* **Aim of the exercise**:
Count the lines in the records below that contain the string "block", matching case exactly, and give only that number.
**** Provided records ****
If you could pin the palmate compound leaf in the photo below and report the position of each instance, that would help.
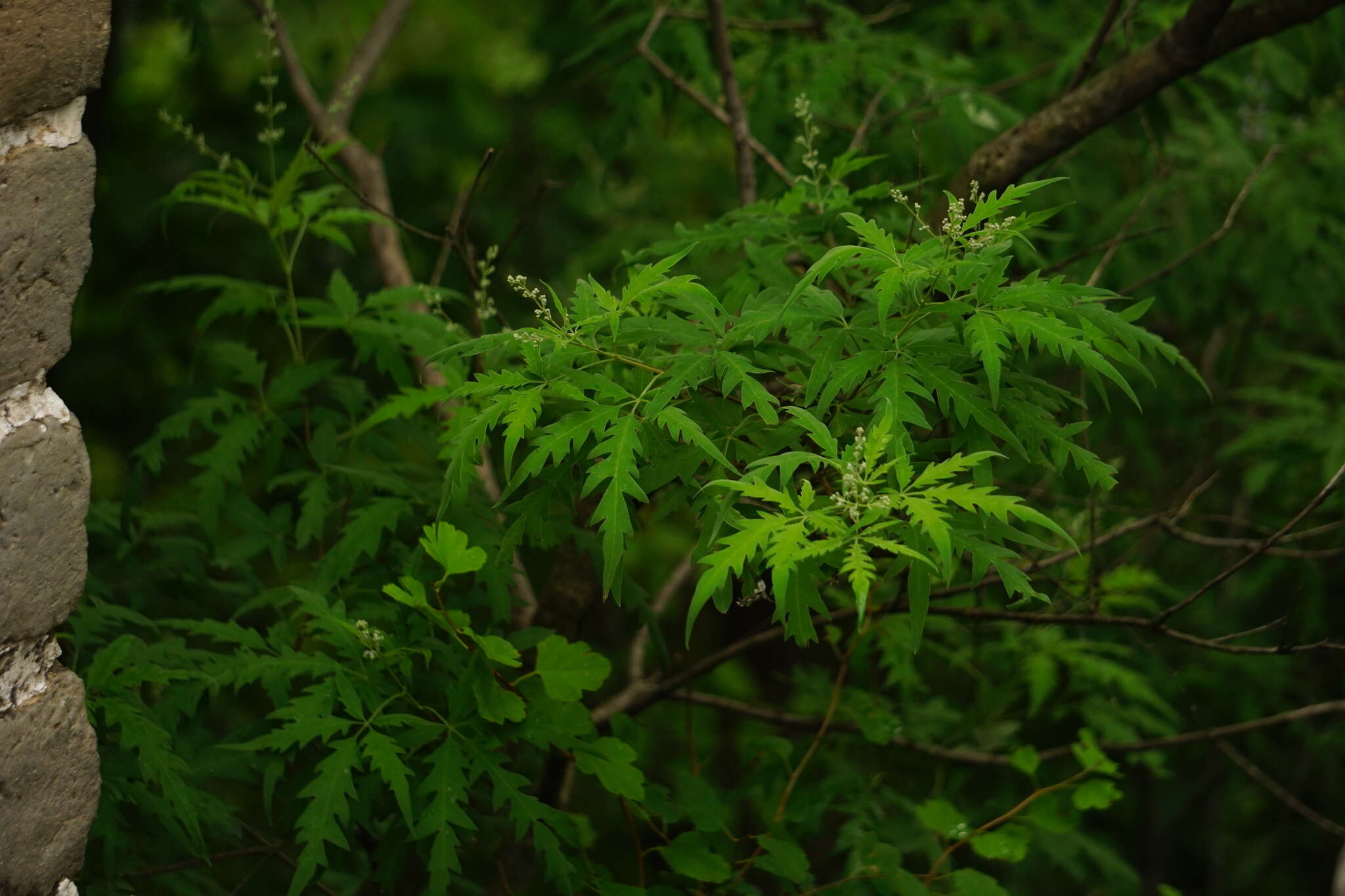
(569, 670)
(619, 449)
(449, 547)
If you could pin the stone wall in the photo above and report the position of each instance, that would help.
(51, 54)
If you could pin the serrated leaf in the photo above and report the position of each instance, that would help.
(449, 547)
(384, 757)
(569, 670)
(621, 449)
(690, 855)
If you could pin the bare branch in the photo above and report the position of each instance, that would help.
(734, 104)
(978, 758)
(1109, 19)
(866, 120)
(1261, 548)
(789, 24)
(1214, 238)
(361, 66)
(1214, 542)
(1279, 792)
(701, 100)
(1126, 83)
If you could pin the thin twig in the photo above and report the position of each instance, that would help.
(351, 85)
(1216, 542)
(1119, 238)
(1099, 39)
(1277, 790)
(734, 104)
(978, 758)
(715, 109)
(866, 119)
(1102, 246)
(1255, 553)
(1214, 238)
(211, 859)
(789, 24)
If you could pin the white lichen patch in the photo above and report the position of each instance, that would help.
(29, 402)
(55, 128)
(24, 667)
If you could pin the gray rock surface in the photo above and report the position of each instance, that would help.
(53, 53)
(46, 200)
(49, 788)
(43, 501)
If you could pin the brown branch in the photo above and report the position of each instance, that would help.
(978, 758)
(1214, 238)
(1121, 236)
(1109, 19)
(1126, 83)
(372, 178)
(351, 85)
(1251, 555)
(701, 100)
(1279, 792)
(734, 104)
(866, 119)
(1102, 246)
(787, 24)
(256, 834)
(1215, 542)
(211, 859)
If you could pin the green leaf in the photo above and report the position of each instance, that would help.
(495, 703)
(1007, 844)
(324, 820)
(738, 372)
(611, 759)
(858, 567)
(692, 856)
(817, 429)
(384, 757)
(1098, 793)
(701, 802)
(1025, 759)
(783, 859)
(681, 426)
(449, 547)
(621, 449)
(969, 882)
(569, 670)
(943, 819)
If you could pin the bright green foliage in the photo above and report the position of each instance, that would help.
(868, 433)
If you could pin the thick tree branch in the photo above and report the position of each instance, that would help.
(734, 104)
(1109, 19)
(1208, 32)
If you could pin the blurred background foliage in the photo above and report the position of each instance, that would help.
(598, 155)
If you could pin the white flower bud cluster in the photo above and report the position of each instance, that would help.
(482, 296)
(535, 293)
(856, 495)
(803, 112)
(759, 593)
(370, 637)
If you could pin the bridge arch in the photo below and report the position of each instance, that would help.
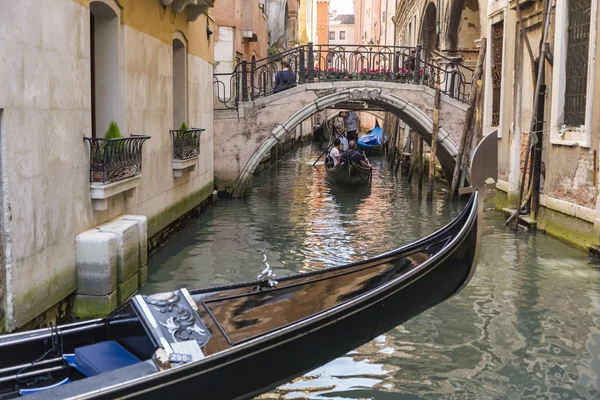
(412, 115)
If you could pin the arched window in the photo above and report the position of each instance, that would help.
(179, 82)
(104, 61)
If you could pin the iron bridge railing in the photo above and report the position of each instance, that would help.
(324, 63)
(113, 160)
(186, 143)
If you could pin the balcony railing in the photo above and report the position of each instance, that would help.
(113, 160)
(323, 63)
(186, 143)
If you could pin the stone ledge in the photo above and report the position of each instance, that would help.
(90, 306)
(101, 192)
(564, 207)
(181, 165)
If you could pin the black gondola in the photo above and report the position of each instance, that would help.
(347, 172)
(237, 341)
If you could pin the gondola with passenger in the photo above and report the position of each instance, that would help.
(347, 172)
(237, 341)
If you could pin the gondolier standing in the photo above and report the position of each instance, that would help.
(351, 123)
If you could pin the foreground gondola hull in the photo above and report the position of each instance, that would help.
(276, 361)
(348, 174)
(237, 341)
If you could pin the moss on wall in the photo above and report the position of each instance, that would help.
(164, 218)
(572, 230)
(38, 301)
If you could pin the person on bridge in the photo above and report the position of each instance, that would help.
(335, 152)
(352, 123)
(354, 155)
(284, 79)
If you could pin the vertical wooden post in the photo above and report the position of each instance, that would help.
(244, 80)
(467, 133)
(311, 63)
(420, 161)
(413, 157)
(434, 136)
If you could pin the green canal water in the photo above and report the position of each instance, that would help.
(526, 327)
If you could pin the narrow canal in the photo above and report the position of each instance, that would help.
(527, 326)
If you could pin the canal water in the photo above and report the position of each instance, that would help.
(526, 327)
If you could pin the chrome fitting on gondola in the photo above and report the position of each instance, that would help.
(266, 277)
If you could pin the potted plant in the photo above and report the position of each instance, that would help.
(113, 132)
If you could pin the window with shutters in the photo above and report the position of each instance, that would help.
(572, 93)
(497, 52)
(578, 46)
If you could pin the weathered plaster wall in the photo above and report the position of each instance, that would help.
(469, 29)
(45, 81)
(277, 20)
(337, 28)
(568, 203)
(238, 16)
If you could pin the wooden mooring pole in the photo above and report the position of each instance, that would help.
(420, 161)
(467, 133)
(434, 136)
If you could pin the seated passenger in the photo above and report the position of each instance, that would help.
(354, 155)
(335, 152)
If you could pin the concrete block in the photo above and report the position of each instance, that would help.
(90, 306)
(128, 253)
(96, 254)
(142, 276)
(126, 289)
(142, 223)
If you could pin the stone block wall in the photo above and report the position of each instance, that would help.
(45, 95)
(111, 265)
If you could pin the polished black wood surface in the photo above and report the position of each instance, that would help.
(262, 339)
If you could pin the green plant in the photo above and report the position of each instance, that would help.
(113, 131)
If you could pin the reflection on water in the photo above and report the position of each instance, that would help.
(526, 327)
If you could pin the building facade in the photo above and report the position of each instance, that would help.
(307, 17)
(322, 22)
(283, 23)
(67, 71)
(451, 27)
(241, 32)
(567, 204)
(367, 22)
(341, 29)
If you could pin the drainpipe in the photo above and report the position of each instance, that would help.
(532, 137)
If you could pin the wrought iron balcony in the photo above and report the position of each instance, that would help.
(186, 143)
(112, 160)
(186, 149)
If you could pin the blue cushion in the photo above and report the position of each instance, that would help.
(103, 357)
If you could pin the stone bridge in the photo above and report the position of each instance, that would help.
(243, 137)
(254, 119)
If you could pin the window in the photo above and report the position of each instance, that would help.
(179, 83)
(572, 96)
(104, 62)
(578, 46)
(497, 52)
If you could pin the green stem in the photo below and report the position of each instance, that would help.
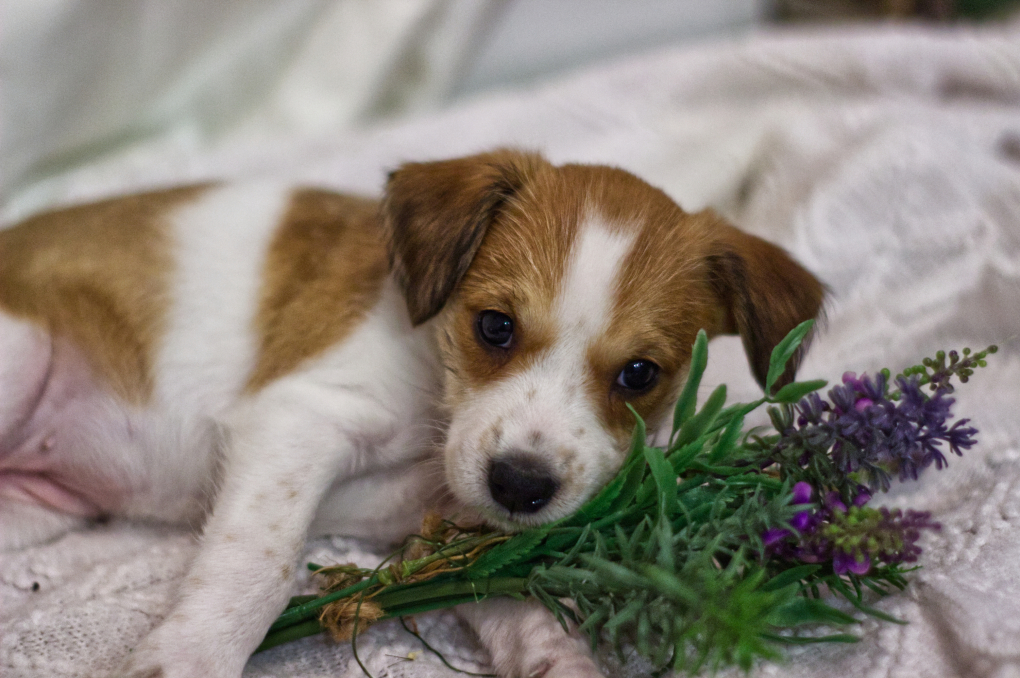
(429, 591)
(407, 601)
(295, 632)
(308, 610)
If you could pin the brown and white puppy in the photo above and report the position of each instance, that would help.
(276, 361)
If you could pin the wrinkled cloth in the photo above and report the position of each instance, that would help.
(886, 160)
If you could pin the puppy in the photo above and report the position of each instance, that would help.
(274, 362)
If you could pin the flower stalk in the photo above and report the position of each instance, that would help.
(713, 551)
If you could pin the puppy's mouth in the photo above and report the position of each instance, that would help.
(523, 490)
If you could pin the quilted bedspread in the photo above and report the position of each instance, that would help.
(886, 160)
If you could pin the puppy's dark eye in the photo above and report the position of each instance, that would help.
(496, 328)
(639, 375)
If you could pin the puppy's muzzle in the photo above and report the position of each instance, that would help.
(521, 483)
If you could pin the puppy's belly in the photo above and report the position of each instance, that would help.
(56, 452)
(68, 445)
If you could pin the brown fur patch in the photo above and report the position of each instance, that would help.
(517, 270)
(437, 214)
(324, 270)
(97, 274)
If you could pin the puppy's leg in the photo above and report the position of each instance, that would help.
(284, 451)
(525, 640)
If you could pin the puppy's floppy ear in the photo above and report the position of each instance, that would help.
(764, 293)
(436, 215)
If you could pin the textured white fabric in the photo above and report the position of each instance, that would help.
(888, 161)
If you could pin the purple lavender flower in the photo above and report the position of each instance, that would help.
(865, 430)
(803, 492)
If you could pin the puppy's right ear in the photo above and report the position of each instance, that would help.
(436, 215)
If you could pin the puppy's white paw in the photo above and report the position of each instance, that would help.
(170, 652)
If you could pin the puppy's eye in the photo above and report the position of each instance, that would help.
(496, 328)
(639, 375)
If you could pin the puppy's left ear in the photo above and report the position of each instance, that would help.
(436, 215)
(764, 293)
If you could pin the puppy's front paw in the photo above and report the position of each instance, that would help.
(173, 652)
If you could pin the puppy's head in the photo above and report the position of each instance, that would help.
(560, 295)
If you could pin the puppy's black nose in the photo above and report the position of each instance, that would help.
(521, 483)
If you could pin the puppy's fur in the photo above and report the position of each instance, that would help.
(277, 361)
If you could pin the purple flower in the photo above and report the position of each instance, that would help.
(803, 492)
(844, 563)
(801, 521)
(774, 535)
(866, 431)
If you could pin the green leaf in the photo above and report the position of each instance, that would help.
(665, 478)
(698, 424)
(507, 553)
(791, 576)
(630, 486)
(689, 397)
(639, 434)
(809, 640)
(794, 392)
(670, 585)
(783, 351)
(807, 611)
(727, 440)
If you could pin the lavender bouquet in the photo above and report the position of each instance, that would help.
(714, 550)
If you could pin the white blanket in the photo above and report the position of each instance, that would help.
(887, 161)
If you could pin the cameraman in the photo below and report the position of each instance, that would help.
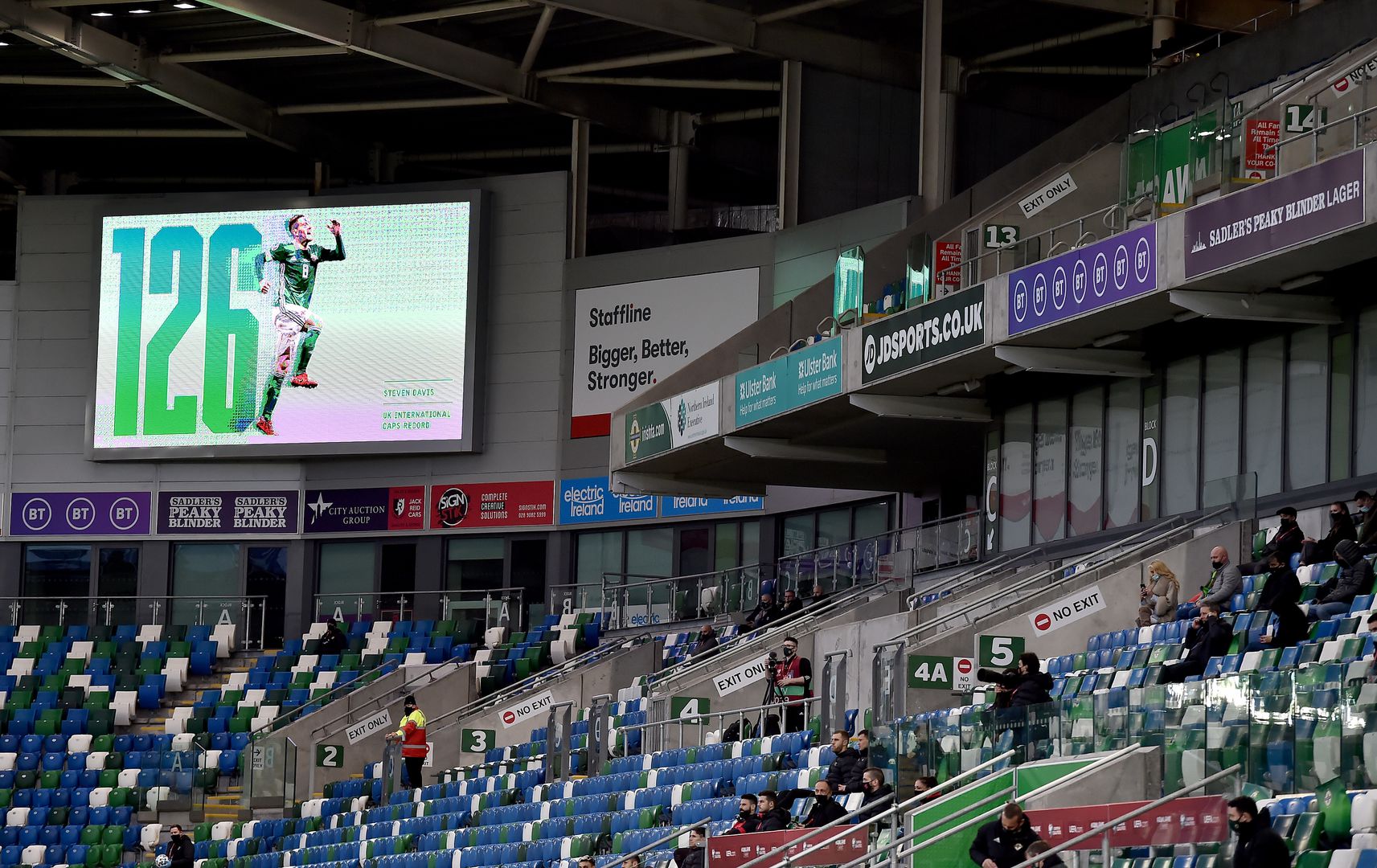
(793, 685)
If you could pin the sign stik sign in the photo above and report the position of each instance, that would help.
(1098, 275)
(1271, 217)
(527, 710)
(364, 510)
(1048, 194)
(492, 505)
(629, 337)
(789, 382)
(379, 723)
(923, 334)
(1066, 611)
(743, 677)
(80, 513)
(227, 511)
(675, 422)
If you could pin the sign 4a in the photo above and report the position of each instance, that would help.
(932, 673)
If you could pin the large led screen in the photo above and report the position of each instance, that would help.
(324, 328)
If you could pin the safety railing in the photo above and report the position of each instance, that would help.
(492, 608)
(248, 613)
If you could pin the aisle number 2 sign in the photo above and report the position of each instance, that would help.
(931, 673)
(477, 740)
(1000, 652)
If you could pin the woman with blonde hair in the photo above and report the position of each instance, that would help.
(1158, 596)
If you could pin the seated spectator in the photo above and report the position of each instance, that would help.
(762, 615)
(691, 856)
(1284, 543)
(1281, 597)
(844, 772)
(1158, 596)
(747, 820)
(1340, 528)
(1002, 844)
(1259, 846)
(1208, 637)
(925, 784)
(707, 642)
(875, 791)
(791, 605)
(1224, 580)
(1367, 530)
(1354, 578)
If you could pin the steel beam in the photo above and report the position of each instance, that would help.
(127, 63)
(1303, 309)
(718, 25)
(452, 61)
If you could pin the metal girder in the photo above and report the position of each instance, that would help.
(129, 63)
(907, 407)
(780, 448)
(1309, 309)
(1055, 360)
(625, 482)
(451, 61)
(719, 25)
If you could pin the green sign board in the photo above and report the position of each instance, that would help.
(927, 671)
(1000, 236)
(330, 755)
(689, 707)
(789, 382)
(998, 652)
(477, 740)
(1175, 158)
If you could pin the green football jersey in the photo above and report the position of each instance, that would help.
(299, 269)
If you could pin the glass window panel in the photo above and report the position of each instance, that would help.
(1122, 444)
(1263, 415)
(1340, 407)
(1050, 472)
(1307, 399)
(1220, 411)
(1015, 478)
(1087, 444)
(199, 568)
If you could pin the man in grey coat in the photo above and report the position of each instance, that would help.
(1224, 579)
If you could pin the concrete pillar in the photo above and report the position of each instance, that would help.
(579, 190)
(934, 154)
(791, 112)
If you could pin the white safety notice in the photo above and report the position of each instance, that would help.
(741, 677)
(380, 721)
(1066, 611)
(527, 709)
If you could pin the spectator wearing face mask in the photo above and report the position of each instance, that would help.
(747, 820)
(1281, 597)
(1367, 518)
(1158, 596)
(1340, 528)
(1286, 542)
(1354, 578)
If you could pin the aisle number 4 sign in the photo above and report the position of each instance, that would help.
(477, 740)
(927, 671)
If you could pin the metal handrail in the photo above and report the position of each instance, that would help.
(535, 680)
(1109, 825)
(1168, 528)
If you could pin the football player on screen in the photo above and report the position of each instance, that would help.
(297, 328)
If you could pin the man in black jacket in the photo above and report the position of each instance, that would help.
(1354, 578)
(1208, 637)
(181, 849)
(691, 856)
(844, 772)
(1259, 846)
(1004, 842)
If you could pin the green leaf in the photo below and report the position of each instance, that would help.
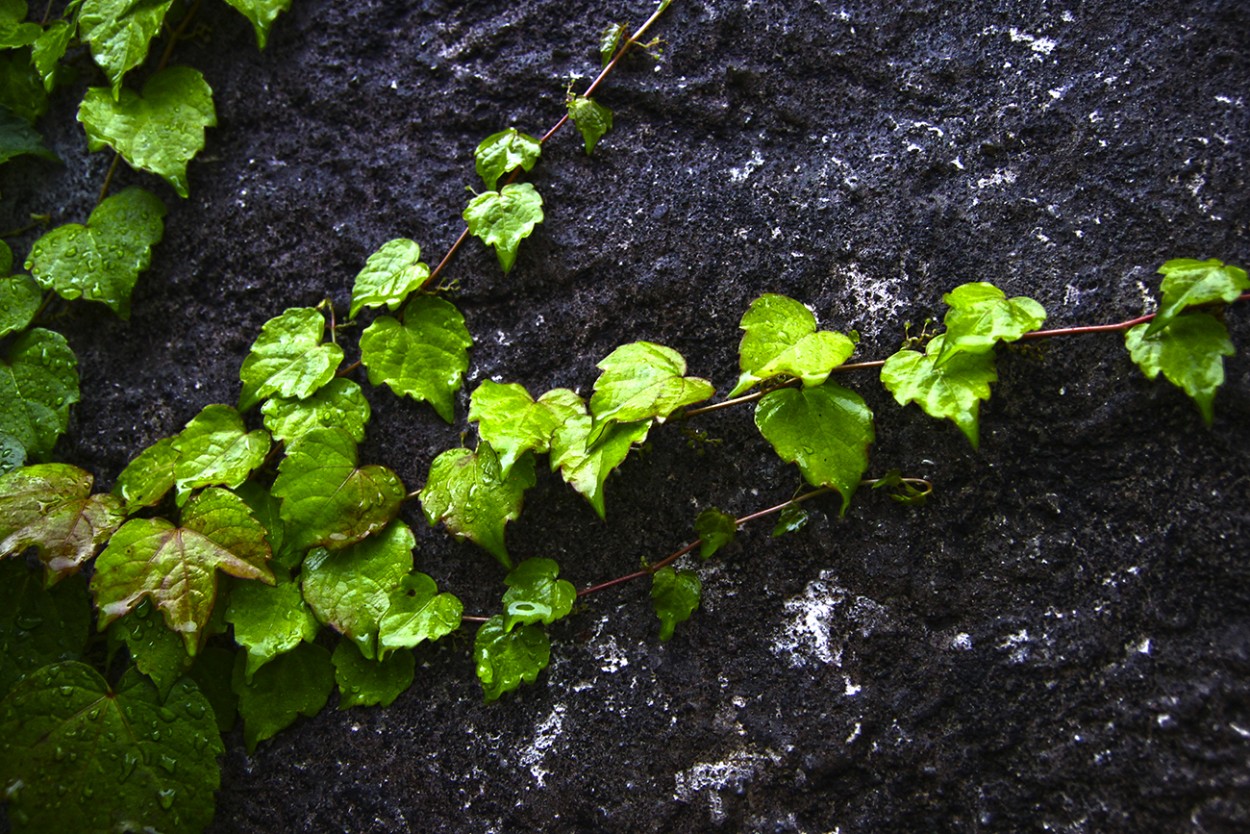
****
* **The reply**:
2